(Saved entries)
---
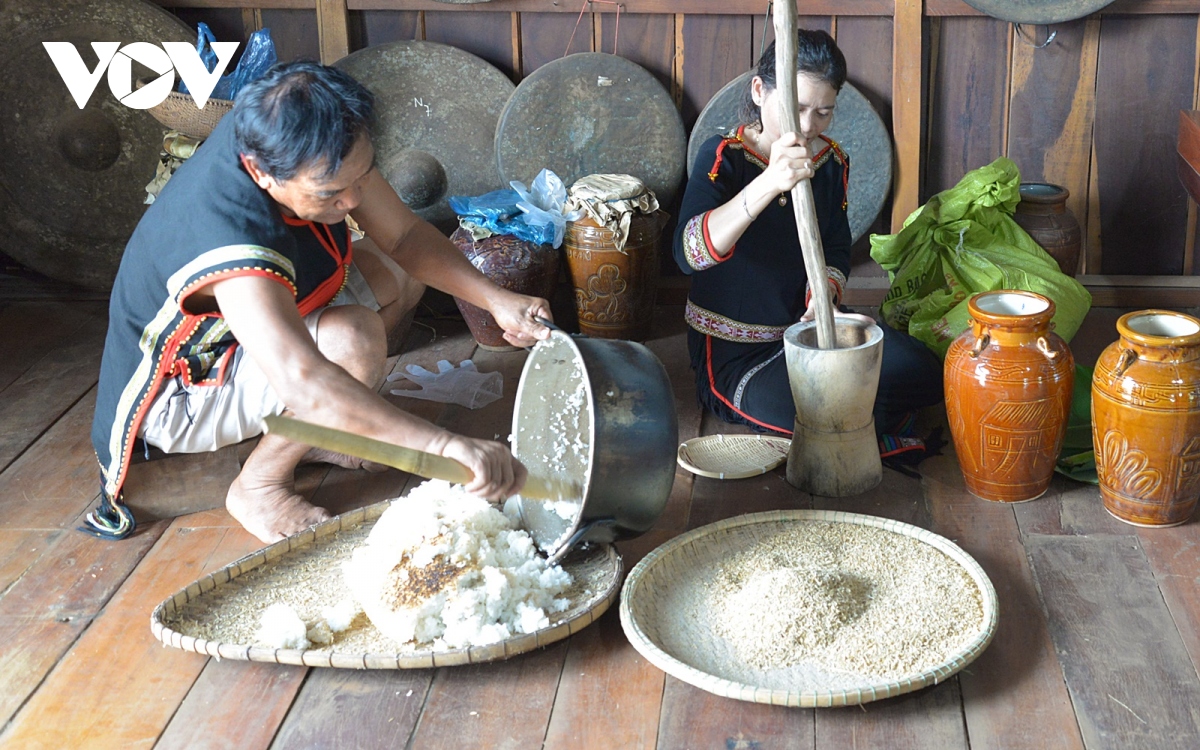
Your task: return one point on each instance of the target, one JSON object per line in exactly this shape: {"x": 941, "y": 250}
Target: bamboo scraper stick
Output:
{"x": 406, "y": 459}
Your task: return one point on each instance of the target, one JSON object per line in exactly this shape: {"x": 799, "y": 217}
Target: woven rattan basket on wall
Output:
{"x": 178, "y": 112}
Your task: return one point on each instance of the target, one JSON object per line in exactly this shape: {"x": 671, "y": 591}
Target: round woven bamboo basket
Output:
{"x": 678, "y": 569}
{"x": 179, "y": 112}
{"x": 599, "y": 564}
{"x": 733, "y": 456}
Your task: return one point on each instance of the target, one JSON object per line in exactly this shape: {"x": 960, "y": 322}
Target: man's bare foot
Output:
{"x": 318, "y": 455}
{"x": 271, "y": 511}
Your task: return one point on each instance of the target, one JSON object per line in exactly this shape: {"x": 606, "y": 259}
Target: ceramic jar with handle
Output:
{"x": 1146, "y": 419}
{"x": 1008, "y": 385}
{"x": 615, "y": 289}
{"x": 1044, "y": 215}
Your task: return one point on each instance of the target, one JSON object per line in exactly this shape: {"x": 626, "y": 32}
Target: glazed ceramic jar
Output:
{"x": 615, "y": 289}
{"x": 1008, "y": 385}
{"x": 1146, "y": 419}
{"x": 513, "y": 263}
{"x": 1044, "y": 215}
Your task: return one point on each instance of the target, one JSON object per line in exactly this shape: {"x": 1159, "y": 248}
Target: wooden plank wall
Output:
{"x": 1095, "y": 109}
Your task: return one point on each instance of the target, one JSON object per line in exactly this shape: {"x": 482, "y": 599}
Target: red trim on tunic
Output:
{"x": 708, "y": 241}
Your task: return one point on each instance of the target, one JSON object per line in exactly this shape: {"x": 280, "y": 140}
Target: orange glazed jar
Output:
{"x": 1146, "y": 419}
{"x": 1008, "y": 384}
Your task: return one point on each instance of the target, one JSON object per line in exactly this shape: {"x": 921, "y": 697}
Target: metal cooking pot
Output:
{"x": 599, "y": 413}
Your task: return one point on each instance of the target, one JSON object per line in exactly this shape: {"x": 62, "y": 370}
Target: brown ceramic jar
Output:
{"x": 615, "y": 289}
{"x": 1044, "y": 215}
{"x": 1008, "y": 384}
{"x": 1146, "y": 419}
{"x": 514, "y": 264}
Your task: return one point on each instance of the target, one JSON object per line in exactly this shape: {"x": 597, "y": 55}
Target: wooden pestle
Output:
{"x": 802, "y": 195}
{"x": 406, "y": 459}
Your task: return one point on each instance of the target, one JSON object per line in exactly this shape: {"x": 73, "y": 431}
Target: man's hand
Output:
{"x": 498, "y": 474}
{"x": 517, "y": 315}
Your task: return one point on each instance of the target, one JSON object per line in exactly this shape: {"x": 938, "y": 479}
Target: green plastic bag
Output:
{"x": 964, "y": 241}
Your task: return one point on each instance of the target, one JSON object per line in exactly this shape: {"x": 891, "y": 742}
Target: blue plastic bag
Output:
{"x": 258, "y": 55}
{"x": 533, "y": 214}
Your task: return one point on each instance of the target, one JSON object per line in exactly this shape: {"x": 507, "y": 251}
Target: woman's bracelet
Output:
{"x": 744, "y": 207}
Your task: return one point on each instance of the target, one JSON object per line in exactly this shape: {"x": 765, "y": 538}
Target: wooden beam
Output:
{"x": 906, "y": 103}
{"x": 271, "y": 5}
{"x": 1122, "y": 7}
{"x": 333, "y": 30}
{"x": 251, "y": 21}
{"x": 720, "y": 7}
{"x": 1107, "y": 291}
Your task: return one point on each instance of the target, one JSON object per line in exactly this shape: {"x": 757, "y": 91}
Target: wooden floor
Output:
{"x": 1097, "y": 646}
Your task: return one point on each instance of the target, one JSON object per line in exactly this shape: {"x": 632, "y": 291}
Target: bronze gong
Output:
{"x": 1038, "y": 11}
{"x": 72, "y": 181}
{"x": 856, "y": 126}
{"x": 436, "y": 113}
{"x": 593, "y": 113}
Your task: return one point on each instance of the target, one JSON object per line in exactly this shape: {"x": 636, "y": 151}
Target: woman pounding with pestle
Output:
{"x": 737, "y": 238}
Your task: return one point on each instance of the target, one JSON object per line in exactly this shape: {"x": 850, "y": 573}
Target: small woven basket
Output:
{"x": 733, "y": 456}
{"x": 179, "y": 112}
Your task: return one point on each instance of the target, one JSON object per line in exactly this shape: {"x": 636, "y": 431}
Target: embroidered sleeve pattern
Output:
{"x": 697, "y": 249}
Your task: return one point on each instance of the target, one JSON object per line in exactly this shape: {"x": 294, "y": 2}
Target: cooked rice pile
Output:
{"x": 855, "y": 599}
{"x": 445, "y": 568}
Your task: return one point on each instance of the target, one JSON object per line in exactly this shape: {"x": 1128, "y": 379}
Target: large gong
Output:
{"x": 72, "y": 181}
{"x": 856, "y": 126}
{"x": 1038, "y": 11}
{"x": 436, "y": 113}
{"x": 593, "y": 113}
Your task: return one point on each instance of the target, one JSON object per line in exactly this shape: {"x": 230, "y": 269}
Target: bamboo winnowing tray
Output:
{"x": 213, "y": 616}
---
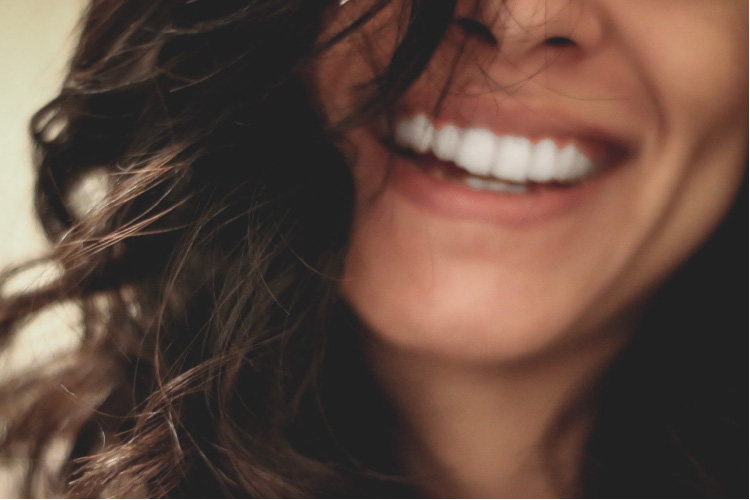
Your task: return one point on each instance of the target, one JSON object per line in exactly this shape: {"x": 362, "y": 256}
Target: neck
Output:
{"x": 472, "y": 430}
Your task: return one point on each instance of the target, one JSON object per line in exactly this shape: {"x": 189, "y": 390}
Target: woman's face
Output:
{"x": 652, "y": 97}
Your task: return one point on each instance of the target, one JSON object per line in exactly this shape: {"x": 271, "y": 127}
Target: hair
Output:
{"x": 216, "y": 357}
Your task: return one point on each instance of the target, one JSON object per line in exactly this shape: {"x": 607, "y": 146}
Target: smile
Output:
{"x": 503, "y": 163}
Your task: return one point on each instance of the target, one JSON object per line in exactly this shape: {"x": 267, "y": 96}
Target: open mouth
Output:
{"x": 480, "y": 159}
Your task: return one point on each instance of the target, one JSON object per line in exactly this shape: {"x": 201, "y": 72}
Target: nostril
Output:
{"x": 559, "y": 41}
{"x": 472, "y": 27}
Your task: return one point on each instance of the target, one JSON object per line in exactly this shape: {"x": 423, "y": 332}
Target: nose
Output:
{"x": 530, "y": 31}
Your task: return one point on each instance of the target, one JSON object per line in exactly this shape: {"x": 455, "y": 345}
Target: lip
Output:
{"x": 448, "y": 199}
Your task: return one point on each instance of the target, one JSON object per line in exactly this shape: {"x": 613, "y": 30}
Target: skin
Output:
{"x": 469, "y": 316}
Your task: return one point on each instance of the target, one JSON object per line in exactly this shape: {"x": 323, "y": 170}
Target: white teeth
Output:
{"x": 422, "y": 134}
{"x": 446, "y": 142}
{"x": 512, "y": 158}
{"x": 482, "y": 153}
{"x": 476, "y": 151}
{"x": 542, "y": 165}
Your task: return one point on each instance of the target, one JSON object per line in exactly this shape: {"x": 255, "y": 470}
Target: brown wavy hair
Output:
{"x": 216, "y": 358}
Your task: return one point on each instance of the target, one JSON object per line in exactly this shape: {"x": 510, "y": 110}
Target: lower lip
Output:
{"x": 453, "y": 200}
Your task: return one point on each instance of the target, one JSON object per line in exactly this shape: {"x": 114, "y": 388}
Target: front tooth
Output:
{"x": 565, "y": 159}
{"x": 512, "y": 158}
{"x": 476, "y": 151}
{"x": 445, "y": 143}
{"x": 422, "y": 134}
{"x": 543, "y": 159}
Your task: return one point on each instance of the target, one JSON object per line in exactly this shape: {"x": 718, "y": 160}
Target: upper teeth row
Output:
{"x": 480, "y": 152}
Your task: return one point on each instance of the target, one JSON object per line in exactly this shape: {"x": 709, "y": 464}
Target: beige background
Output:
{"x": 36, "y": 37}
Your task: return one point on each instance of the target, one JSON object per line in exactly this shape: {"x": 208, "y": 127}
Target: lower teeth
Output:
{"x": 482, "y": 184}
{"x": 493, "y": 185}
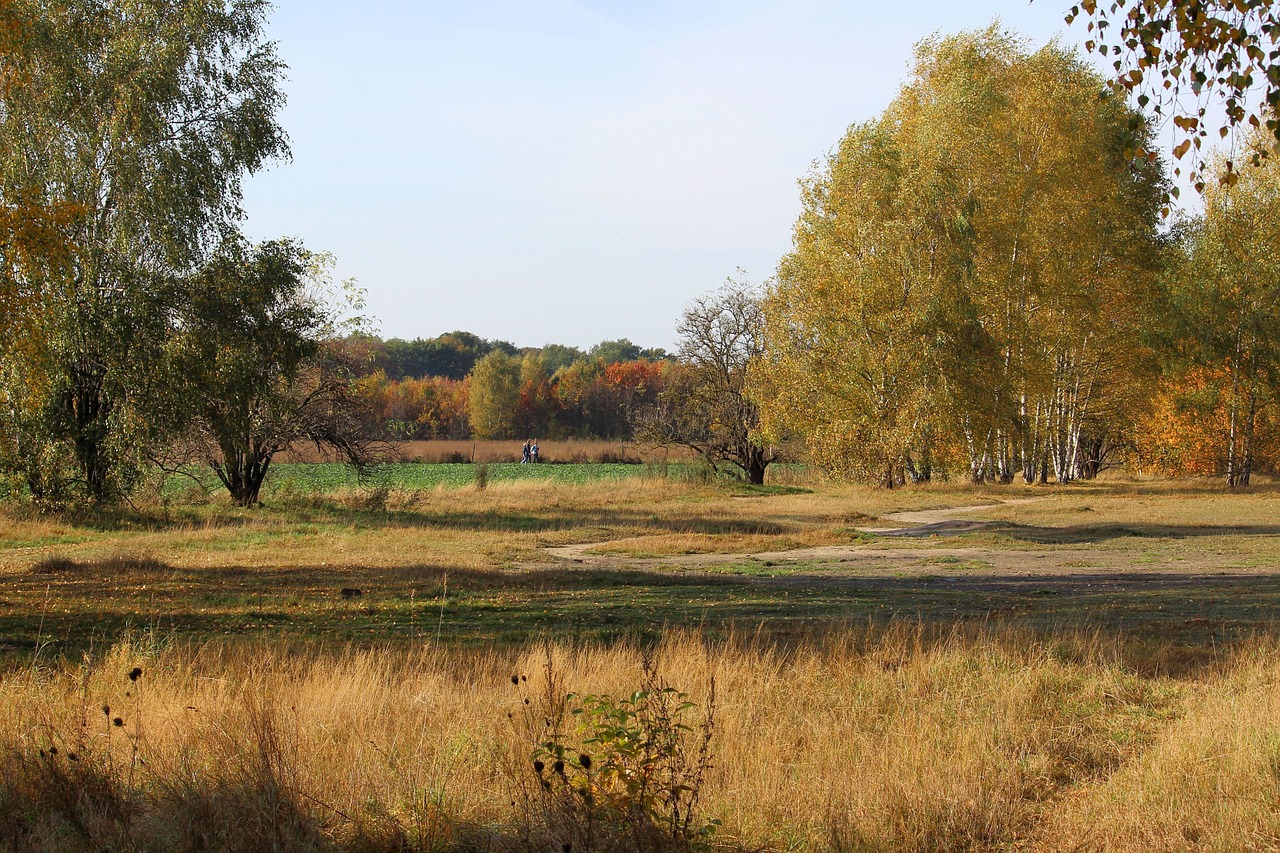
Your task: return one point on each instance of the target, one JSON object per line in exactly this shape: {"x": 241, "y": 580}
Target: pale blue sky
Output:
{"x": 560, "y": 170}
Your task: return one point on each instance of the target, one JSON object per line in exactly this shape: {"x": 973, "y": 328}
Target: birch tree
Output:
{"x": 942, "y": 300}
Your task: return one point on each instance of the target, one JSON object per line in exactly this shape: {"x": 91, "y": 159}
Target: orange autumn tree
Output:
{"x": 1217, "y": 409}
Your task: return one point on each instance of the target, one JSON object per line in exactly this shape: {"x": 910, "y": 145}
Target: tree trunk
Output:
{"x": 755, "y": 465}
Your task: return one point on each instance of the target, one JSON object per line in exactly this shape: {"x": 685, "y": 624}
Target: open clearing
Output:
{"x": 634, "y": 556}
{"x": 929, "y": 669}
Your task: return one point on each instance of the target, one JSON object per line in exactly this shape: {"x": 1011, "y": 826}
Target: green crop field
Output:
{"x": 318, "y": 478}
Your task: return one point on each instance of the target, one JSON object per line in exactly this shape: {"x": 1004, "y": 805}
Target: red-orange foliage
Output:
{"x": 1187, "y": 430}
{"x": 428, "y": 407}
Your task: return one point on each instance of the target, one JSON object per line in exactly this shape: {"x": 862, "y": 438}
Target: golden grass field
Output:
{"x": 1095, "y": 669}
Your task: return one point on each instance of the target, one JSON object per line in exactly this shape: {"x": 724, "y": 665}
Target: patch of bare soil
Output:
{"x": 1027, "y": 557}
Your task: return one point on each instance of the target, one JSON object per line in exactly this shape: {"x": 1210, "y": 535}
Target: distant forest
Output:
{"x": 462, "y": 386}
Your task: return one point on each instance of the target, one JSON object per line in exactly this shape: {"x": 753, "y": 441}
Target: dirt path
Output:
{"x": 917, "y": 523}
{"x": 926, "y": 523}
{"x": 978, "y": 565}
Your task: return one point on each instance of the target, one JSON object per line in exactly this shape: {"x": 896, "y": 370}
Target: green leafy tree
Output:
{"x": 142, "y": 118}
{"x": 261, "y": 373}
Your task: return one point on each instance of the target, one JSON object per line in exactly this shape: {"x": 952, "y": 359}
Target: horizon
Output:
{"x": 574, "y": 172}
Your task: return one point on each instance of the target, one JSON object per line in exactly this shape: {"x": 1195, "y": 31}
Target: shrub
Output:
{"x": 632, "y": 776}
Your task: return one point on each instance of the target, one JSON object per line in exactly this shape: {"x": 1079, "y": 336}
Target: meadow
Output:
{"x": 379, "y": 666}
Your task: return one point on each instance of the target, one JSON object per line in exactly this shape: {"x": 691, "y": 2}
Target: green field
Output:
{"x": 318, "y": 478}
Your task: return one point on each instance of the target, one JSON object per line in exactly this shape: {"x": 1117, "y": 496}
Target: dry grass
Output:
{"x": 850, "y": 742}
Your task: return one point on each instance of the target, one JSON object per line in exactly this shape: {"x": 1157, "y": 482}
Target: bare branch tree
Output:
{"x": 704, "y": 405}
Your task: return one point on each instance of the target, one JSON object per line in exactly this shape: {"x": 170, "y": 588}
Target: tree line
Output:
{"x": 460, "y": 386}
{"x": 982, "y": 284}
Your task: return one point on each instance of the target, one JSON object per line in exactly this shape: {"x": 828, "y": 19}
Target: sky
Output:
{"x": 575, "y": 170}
---
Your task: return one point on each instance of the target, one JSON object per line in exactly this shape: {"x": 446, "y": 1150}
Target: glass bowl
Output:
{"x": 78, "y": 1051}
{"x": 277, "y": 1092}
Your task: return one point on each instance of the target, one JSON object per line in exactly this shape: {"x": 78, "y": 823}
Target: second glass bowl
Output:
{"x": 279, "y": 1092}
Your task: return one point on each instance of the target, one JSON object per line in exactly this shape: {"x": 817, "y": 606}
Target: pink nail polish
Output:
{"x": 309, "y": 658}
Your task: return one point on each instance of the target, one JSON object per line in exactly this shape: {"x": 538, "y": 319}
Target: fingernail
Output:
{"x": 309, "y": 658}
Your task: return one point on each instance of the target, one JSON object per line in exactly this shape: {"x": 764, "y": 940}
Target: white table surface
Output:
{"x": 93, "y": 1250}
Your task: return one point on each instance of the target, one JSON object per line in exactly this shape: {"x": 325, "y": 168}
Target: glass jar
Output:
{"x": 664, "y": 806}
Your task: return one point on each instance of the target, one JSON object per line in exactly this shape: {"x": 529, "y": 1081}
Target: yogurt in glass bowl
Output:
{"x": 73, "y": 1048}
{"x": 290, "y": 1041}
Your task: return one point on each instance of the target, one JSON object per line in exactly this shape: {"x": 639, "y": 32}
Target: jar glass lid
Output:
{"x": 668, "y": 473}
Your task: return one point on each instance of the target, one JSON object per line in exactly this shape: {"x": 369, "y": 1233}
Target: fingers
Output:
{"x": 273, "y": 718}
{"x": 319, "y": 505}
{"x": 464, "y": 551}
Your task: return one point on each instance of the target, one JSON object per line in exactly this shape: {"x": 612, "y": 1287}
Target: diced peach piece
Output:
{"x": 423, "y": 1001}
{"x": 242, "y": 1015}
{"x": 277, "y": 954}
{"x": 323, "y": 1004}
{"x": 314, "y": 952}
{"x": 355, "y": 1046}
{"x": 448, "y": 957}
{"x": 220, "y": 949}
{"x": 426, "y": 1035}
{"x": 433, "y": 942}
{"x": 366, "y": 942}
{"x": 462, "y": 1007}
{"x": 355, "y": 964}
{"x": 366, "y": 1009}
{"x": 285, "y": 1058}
---
WORK ITEM:
Some lines above may hold the word "glass"; say how many do, giving nothing besides the number.

RESULT FOR THIS TASK:
5